Kutipan Teks>
•••
Aplikasi teori behaviorisme dalam pengajaran


Aplikasi teori behavior dalam pengajaran
 Aplikasi teori behavior dalam pengajaran



    Psikologi merupakan ilmu pengetahuan yang belum lama lahir pada permulaan abad kedua puluh. Dua aliran pemikiran yang menonjol pada saat itu adalah strukturalisme dan fungsionalisme , tetapi masing-masing menghadapi permasalahan. Strukturalisme menggunakan metode introspeksi yang memisahkannya dari perkembangan perkembangan penting dalam ilmu pengetahuan dan tidak mempertimbangkan tulisan Darwin tentang adaptasi dan evolusi. Fungsionalisme memiliki fokus studi yang terlalu luas karena pendukung-pendukungnya memberikan terlalu banyak tuntutan penelitian.
•••
Data Hasil Ekstraksi>
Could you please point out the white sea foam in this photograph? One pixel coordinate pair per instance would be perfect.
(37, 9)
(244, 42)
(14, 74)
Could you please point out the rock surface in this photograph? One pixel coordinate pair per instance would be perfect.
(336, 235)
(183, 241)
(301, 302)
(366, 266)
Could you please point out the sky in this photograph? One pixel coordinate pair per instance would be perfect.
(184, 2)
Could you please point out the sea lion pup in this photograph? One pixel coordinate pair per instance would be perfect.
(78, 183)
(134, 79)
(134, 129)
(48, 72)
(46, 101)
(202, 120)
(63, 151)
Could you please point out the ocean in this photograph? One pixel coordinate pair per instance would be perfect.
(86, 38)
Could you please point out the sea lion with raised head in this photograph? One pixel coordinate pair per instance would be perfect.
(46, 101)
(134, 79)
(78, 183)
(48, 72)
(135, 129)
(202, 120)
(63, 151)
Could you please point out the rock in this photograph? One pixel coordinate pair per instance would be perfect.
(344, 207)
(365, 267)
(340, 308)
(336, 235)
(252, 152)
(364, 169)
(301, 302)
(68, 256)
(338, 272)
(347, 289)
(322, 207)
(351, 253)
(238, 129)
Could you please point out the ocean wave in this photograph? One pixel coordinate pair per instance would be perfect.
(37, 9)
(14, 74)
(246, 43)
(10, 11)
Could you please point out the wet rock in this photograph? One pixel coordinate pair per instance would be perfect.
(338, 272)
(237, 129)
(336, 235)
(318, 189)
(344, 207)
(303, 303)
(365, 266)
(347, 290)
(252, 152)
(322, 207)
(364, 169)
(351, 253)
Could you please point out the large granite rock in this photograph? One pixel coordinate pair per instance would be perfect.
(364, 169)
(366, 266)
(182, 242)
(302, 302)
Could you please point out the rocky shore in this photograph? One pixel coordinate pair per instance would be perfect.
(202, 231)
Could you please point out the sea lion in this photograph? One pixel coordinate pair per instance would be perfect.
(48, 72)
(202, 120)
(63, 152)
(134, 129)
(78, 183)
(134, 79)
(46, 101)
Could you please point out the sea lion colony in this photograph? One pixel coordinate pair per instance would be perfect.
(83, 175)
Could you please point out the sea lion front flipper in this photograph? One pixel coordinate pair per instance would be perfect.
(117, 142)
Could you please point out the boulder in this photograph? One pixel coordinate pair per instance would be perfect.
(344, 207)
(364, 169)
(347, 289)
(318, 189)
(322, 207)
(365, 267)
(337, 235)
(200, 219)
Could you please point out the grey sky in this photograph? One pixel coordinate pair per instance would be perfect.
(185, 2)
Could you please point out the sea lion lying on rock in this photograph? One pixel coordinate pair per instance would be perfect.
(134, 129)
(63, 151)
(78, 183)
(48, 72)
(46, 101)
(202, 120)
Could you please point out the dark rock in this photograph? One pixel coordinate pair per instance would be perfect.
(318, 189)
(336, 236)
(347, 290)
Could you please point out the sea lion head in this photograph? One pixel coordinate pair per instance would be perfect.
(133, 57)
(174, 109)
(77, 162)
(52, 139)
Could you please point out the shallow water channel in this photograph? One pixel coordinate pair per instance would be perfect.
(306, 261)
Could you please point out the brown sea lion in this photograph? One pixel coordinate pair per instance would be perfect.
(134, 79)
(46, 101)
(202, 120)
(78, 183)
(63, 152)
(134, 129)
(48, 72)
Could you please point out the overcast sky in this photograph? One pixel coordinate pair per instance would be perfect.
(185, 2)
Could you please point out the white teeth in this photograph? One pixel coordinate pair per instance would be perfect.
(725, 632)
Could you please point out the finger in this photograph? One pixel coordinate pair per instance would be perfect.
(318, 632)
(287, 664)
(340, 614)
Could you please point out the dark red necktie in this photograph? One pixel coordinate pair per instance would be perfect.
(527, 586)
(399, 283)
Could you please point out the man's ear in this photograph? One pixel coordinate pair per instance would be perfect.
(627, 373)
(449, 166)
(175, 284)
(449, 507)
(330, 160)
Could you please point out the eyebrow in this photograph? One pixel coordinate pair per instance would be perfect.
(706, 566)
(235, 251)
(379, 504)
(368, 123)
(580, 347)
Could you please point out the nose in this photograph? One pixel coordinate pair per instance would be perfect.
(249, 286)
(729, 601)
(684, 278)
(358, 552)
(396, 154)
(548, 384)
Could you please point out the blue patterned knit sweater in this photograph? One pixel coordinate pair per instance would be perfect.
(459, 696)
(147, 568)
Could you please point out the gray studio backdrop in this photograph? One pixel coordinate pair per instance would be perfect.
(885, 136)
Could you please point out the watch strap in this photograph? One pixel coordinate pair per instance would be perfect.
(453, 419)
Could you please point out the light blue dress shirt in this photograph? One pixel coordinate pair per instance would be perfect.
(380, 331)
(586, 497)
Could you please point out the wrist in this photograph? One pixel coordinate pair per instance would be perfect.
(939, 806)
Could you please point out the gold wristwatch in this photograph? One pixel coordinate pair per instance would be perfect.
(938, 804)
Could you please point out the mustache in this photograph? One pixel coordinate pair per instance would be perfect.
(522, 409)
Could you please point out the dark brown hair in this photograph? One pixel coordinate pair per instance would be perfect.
•••
Tugas yang Diminta> Bisakah Anda menuliskan kembali seluruh kutipan tentang teori behaviorisme dalam pengajaran, persis tanpa mengubah satu kata pun? Daftar tersebut sama sekali tidak digunakan di sini.

Hasil yang Benar>
Aplikasi teori behaviorisme dalam pengajaran


Aplikasi teori behavior dalam pengajaran
 Aplikasi teori behavior dalam pengajaran



    Psikologi merupakan ilmu pengetahuan yang belum lama lahir pada permulaan abad kedua puluh. Dua aliran pemikiran yang menonjol pada saat itu adalah strukturalisme dan fungsionalisme , tetapi masing-masing menghadapi permasalahan. Strukturalisme menggunakan metode introspeksi yang memisahkannya dari perkembangan perkembangan penting dalam ilmu pengetahuan dan tidak mempertimbangkan tulisan Darwin tentang adaptasi dan evolusi. Fungsionalisme memiliki fokus studi yang terlalu luas karena pendukung-pendukungnya memberikan terlalu banyak tuntutan penelitian.